Set exercise A
List every figure written with a percent sign in the discussion of backtesting risk models below, in the order they appear.
-- begin Text shown --
Second, of course you are correct that 0.01 (and 0.05) are conventional. But, as Gujarati says somewhere, there is nothing sacrosanct about 1% and 5%; the appropriate significance level depends on the consequences of the errors. And, in this case, they are especially concerned with a Type II error. It is important, here, I think, to keep in mind that failure to reject a null does not imply acceptance of the null. And, in this context, the committee is very concerned about the Type II error; i.e., mistakenly "accepting" a bad VaR model.

Third, and related, you are not showing the probability of Type II errors. A Type I error is very specific mistake: the probability of rejecting the model conditional on the VaR model being accurate. See the document's (Annex 10a, above) Table 1. What is the probability of a Type II error if the Var model is 97.0% accurate (instead of the assumed 99.0%) and if we observe (your number) eight exceptions? This probability is fully 52.4%. That's why the committee, I expect, set the red zone higher. I hope this helps!

From Annex 10a (emphasis mine):

"29. Three zones have been delineated and their boundaries chosen in order to balance two types of statistical error: (1) the possibility that an accurate risk model would be classified as inaccurate on the basis of its backtesting result, and (2) the possibility that an inaccurate model would not be classified that way based on its backtesting result.
-- end Text shown --
Set exercise B
Reproduce the part of the records that opens with the line containing "Mark one point on each instance of the outstretched" and closes with the line containing "Target: outstretched wing", including both of those lines.
-- begin Given records --
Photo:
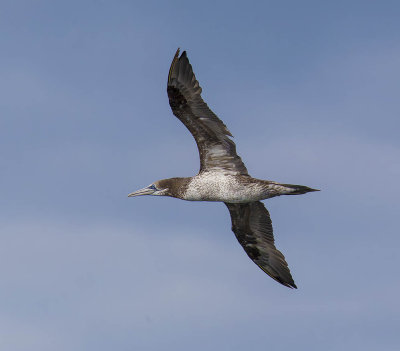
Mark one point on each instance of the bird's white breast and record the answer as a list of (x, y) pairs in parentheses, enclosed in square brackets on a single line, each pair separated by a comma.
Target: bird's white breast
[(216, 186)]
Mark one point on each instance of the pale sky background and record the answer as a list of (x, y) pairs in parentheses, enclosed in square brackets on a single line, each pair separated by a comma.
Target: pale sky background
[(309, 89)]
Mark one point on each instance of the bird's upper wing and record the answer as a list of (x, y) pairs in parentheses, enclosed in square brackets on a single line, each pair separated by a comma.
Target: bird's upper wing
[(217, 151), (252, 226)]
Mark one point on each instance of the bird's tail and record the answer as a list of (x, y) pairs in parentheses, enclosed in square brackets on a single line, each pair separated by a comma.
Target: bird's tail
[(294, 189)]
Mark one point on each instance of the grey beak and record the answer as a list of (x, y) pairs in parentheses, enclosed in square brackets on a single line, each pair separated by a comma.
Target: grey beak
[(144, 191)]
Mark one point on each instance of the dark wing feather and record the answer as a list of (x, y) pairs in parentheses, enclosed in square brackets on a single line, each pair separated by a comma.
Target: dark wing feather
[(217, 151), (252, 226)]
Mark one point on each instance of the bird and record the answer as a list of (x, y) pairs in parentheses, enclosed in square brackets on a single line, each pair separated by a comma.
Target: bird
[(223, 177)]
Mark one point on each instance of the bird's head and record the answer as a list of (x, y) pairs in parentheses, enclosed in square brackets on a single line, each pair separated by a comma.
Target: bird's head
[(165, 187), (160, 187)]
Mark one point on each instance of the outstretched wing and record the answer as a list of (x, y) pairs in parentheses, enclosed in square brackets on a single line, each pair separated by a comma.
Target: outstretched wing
-- end Given records --
-- begin Given records --
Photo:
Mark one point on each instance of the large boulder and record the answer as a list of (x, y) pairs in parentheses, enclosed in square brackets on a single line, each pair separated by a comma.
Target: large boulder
-- end Given records --
Complete response A
1%, 5%, 97.0%, 99.0%, 52.4%

Complete response B
Mark one point on each instance of the outstretched wing and record the answer as a list of (x, y) pairs in parentheses, enclosed in square brackets on a single line, each pair separated by a comma.
Target: outstretched wing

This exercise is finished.